GOAL OF THE EXERCISE
State how many lines in the data below contain the string "boat", matching case exactly, and give only that number.

DATA TO USE
⁂

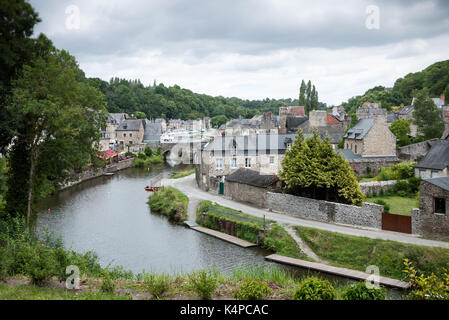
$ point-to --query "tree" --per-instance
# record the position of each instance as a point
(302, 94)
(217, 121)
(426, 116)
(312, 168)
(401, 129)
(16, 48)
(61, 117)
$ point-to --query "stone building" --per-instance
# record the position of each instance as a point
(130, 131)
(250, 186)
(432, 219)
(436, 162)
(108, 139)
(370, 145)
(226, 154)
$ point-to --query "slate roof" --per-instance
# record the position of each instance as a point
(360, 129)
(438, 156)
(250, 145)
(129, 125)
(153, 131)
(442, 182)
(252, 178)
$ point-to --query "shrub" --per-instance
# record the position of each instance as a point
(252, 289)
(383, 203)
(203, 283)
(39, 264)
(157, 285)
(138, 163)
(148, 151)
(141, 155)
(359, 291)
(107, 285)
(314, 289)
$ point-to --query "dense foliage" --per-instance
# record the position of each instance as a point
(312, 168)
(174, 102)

⁂

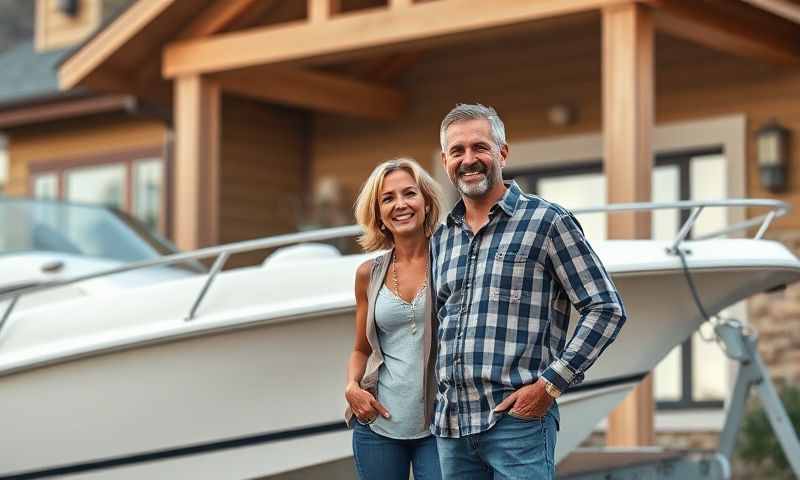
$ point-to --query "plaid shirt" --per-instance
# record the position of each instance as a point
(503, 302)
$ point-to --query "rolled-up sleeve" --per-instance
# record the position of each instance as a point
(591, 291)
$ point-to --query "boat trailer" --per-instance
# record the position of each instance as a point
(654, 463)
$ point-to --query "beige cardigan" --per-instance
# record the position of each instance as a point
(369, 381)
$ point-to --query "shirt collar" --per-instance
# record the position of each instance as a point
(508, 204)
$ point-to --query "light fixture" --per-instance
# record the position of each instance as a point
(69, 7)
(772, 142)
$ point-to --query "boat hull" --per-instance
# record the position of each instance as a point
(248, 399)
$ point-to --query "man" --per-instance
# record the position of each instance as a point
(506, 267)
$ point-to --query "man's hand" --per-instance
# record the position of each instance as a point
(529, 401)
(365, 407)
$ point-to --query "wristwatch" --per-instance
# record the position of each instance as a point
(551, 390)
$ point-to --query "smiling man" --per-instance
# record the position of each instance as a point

⁂

PROBLEM SOLUTION
2